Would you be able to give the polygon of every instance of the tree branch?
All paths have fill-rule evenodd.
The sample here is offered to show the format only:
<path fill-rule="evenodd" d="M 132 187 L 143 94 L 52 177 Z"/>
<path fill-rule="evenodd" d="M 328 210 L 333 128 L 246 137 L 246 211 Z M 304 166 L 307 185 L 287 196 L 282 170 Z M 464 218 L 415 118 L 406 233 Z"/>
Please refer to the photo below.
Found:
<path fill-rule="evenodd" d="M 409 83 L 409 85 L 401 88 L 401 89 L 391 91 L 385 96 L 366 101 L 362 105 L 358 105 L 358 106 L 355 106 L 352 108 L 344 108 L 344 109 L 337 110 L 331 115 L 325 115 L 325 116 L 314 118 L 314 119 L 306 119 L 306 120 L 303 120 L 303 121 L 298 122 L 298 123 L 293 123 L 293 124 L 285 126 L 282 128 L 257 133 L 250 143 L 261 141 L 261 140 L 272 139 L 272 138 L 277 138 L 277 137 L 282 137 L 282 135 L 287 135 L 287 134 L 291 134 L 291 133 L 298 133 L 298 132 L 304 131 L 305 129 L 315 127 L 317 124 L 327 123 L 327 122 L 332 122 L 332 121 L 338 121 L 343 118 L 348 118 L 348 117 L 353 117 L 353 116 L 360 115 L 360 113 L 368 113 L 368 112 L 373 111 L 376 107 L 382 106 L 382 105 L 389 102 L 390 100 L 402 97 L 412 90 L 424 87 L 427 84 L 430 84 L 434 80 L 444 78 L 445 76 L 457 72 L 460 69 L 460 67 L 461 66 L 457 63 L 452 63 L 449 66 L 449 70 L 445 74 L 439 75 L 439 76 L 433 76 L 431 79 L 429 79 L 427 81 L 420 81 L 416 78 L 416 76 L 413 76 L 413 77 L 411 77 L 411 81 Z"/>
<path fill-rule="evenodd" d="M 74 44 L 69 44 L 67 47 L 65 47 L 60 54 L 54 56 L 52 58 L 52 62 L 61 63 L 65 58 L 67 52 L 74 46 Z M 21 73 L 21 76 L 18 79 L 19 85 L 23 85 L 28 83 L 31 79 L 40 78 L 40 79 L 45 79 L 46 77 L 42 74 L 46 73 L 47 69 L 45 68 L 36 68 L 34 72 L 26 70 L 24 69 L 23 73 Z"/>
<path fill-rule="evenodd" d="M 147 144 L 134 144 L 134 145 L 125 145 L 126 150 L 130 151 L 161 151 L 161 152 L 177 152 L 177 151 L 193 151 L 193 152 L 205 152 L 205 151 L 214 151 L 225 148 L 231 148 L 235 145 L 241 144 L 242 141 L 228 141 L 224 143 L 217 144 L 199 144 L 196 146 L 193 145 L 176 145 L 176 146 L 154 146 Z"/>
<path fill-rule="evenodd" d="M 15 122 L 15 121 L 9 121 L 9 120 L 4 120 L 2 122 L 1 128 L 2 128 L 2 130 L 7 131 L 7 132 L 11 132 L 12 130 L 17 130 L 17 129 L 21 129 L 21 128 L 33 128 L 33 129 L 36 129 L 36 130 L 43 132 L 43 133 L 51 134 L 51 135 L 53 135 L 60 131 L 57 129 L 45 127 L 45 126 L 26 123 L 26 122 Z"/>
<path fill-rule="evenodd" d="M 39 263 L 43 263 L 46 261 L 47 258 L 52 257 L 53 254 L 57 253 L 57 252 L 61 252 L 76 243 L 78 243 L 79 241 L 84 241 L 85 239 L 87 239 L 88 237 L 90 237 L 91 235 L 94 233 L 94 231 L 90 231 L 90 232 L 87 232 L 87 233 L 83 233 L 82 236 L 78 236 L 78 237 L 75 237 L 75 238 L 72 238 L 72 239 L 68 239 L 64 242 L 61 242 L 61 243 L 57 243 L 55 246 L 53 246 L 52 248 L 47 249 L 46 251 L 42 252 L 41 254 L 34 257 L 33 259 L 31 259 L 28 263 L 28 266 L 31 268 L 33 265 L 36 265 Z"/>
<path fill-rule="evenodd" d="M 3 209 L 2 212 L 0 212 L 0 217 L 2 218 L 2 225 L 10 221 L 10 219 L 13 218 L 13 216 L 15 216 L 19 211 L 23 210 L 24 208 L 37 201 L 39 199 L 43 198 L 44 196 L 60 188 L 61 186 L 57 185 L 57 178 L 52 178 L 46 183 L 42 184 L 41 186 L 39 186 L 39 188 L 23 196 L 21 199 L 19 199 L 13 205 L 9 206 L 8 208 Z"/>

---------------

## Directions for this task
Copy every line of the records above character for character, leaving nothing out.

## The output
Would you be able to give the polygon of every instance of the tree branch?
All paths have fill-rule evenodd.
The sample here is offered to show the format only:
<path fill-rule="evenodd" d="M 132 187 L 143 94 L 52 177 Z"/>
<path fill-rule="evenodd" d="M 328 210 L 333 128 L 246 137 L 246 211 Z M 304 166 L 307 185 L 287 196 L 282 170 Z M 464 218 L 415 118 L 406 233 Z"/>
Please refer to the photo below.
Found:
<path fill-rule="evenodd" d="M 409 83 L 409 85 L 401 88 L 401 89 L 391 91 L 385 96 L 366 101 L 362 105 L 358 105 L 358 106 L 355 106 L 352 108 L 344 108 L 344 109 L 337 110 L 331 115 L 325 115 L 325 116 L 314 118 L 314 119 L 306 119 L 306 120 L 303 120 L 303 121 L 298 122 L 298 123 L 293 123 L 293 124 L 285 126 L 282 128 L 257 133 L 250 143 L 261 141 L 261 140 L 272 139 L 272 138 L 277 138 L 277 137 L 282 137 L 282 135 L 287 135 L 287 134 L 291 134 L 291 133 L 298 133 L 298 132 L 304 131 L 305 129 L 315 127 L 317 124 L 327 123 L 327 122 L 332 122 L 332 121 L 338 121 L 343 118 L 348 118 L 348 117 L 353 117 L 353 116 L 360 115 L 360 113 L 368 113 L 368 112 L 373 111 L 376 107 L 382 106 L 382 105 L 389 102 L 390 100 L 402 97 L 412 90 L 424 87 L 427 84 L 430 84 L 434 80 L 444 78 L 445 76 L 457 72 L 460 69 L 460 67 L 461 66 L 457 63 L 452 63 L 449 66 L 449 70 L 445 74 L 439 75 L 439 76 L 433 76 L 431 79 L 429 79 L 427 81 L 420 81 L 416 78 L 416 76 L 413 76 L 413 77 L 411 77 L 411 81 Z"/>
<path fill-rule="evenodd" d="M 74 44 L 69 44 L 67 47 L 65 47 L 60 54 L 54 56 L 52 58 L 52 62 L 61 63 L 65 58 L 67 52 L 74 46 Z M 21 73 L 21 76 L 18 79 L 19 85 L 23 85 L 28 83 L 31 79 L 40 78 L 40 79 L 45 79 L 46 77 L 42 74 L 46 73 L 47 69 L 45 68 L 36 68 L 34 72 L 26 70 L 24 69 L 23 73 Z"/>
<path fill-rule="evenodd" d="M 147 144 L 134 144 L 134 145 L 125 145 L 126 150 L 130 151 L 161 151 L 161 152 L 177 152 L 177 151 L 193 151 L 193 152 L 205 152 L 205 151 L 214 151 L 225 148 L 231 148 L 235 145 L 241 144 L 242 141 L 228 141 L 224 143 L 217 144 L 199 144 L 196 146 L 193 145 L 176 145 L 176 146 L 154 146 Z"/>
<path fill-rule="evenodd" d="M 15 122 L 15 121 L 9 121 L 9 120 L 4 120 L 2 122 L 1 128 L 2 128 L 2 130 L 7 131 L 7 132 L 11 132 L 12 130 L 17 130 L 17 129 L 21 129 L 21 128 L 33 128 L 33 129 L 36 129 L 36 130 L 43 132 L 43 133 L 51 134 L 51 135 L 53 135 L 60 131 L 57 129 L 45 127 L 45 126 L 26 123 L 26 122 Z"/>
<path fill-rule="evenodd" d="M 39 263 L 43 263 L 46 261 L 47 258 L 52 257 L 53 254 L 57 253 L 57 252 L 61 252 L 76 243 L 78 243 L 79 241 L 84 241 L 85 239 L 87 239 L 88 237 L 90 237 L 91 235 L 94 233 L 94 231 L 90 231 L 90 232 L 87 232 L 87 233 L 83 233 L 82 236 L 78 236 L 78 237 L 75 237 L 75 238 L 72 238 L 72 239 L 68 239 L 64 242 L 61 242 L 61 243 L 57 243 L 55 246 L 53 246 L 52 248 L 47 249 L 46 251 L 42 252 L 41 254 L 34 257 L 33 259 L 31 259 L 28 263 L 28 266 L 31 268 L 33 265 L 36 265 Z"/>
<path fill-rule="evenodd" d="M 3 209 L 2 212 L 0 212 L 0 217 L 2 218 L 2 225 L 10 221 L 10 219 L 13 218 L 13 216 L 15 216 L 19 211 L 23 210 L 24 208 L 37 201 L 39 199 L 43 198 L 44 196 L 60 188 L 61 186 L 57 185 L 57 178 L 52 178 L 46 183 L 42 184 L 41 186 L 39 186 L 39 188 L 23 196 L 21 199 L 19 199 L 13 205 L 9 206 L 8 208 Z"/>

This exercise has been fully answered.